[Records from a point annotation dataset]

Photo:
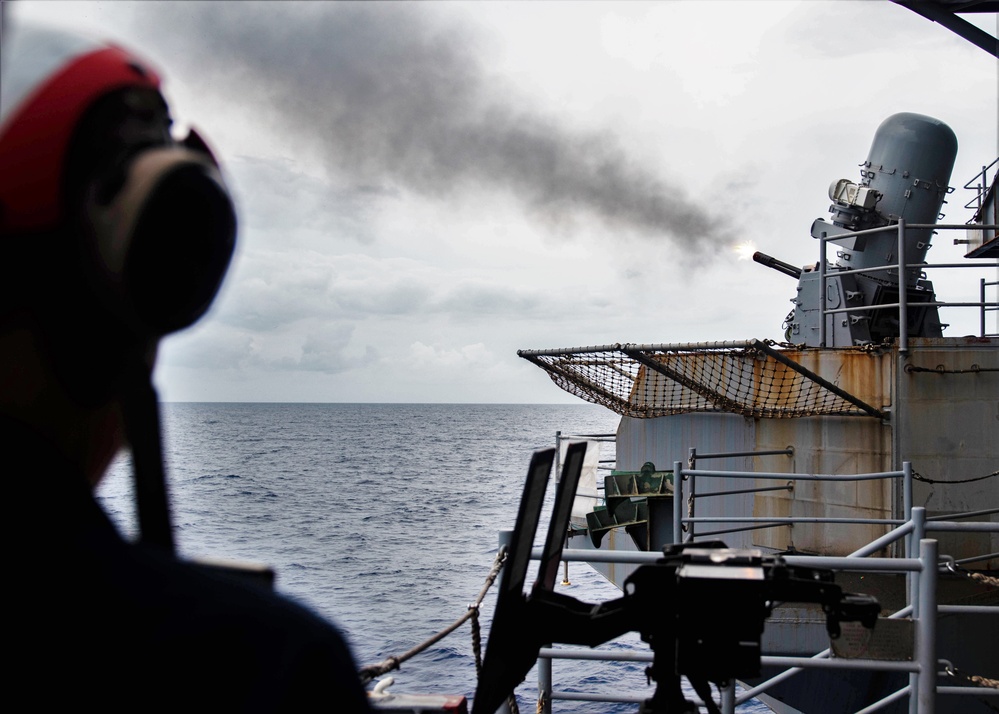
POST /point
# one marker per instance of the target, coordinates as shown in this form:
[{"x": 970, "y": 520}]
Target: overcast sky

> [Task]: Could you write out all of the lines above word for word, omitting the pictures?

> [Result of the task]:
Photo:
POST /point
# one marker per instance of the target, coordinates as shown in this form:
[{"x": 970, "y": 520}]
Target: overcast sky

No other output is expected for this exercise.